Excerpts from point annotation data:
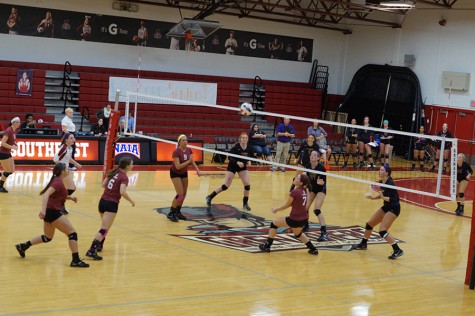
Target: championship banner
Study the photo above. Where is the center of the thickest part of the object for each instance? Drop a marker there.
(24, 82)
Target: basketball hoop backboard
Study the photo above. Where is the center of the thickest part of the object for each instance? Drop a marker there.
(199, 29)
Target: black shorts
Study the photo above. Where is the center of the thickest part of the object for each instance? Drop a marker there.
(108, 206)
(393, 208)
(5, 156)
(52, 215)
(233, 167)
(295, 224)
(174, 174)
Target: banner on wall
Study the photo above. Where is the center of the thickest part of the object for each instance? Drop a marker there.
(24, 82)
(80, 26)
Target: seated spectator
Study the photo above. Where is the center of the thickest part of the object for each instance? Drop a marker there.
(320, 135)
(29, 122)
(99, 129)
(258, 142)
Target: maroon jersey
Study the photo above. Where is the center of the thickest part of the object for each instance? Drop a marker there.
(299, 204)
(11, 140)
(182, 156)
(57, 199)
(112, 190)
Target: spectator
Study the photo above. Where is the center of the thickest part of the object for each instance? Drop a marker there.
(285, 132)
(258, 142)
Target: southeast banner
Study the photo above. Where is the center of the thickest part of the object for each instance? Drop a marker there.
(110, 142)
(24, 82)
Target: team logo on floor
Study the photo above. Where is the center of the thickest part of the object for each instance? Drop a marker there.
(226, 226)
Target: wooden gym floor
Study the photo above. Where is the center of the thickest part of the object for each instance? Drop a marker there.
(148, 269)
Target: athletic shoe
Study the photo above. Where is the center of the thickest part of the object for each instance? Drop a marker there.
(171, 216)
(313, 251)
(208, 200)
(179, 215)
(20, 250)
(323, 236)
(396, 254)
(264, 247)
(79, 264)
(360, 246)
(93, 255)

* Problem details *
Copy out every line of the material above word for word, without the pictures.

* Expected answer *
Target: championship banner
Study the photo above. Where is the center of the thickest part of the object for each instance? Drop a marker there.
(24, 82)
Target: basketball hoop backboard
Study the photo above. Where is the center of the thickest part of the object for each instance? Drop a marker there.
(199, 29)
Target: black shorts
Study the photo above. Where is the center of the thickest part of the object for each instance? Drop a marker there.
(108, 206)
(393, 208)
(5, 156)
(52, 215)
(233, 167)
(295, 224)
(174, 174)
Target: banner on wall
Study the photo above. Where is the center of the thickest part of the object for each instance? Drop a marker there.
(24, 82)
(80, 26)
Target: seated spectator
Study the photo above. Where is the center of the thickest part of the object for each instance? Drop a marker there.
(320, 135)
(29, 122)
(99, 129)
(258, 142)
Target: maroon jersey
Study the photo above. Where is the center of the thickest part of the object for each instance? Drop a marker there.
(299, 204)
(11, 140)
(182, 156)
(57, 199)
(112, 190)
Target: spectator
Study the photo above. Where is the center of the thickest part of the object for each instance? Drop a marker there.
(285, 132)
(258, 142)
Target: southeast banner
Study the photo above. Where is the center of the thickest part of the object for each instance? Drop a marker there.
(110, 142)
(24, 82)
Target: team logo on floor
Study the photo above. Where is the center of the thickest part of the object for each instance? Drop a marker there.
(226, 226)
Target: wooden gym floor
Study the photo above. Where is the center of the thickest part of the object for each instance? Drop a marker there.
(148, 269)
Target: athletic shoe
Study the photo above. Where is the center of the thickest part of the object for each instance? Drop a marker there.
(171, 216)
(313, 251)
(208, 200)
(179, 215)
(20, 250)
(323, 236)
(396, 254)
(264, 247)
(79, 264)
(360, 246)
(93, 255)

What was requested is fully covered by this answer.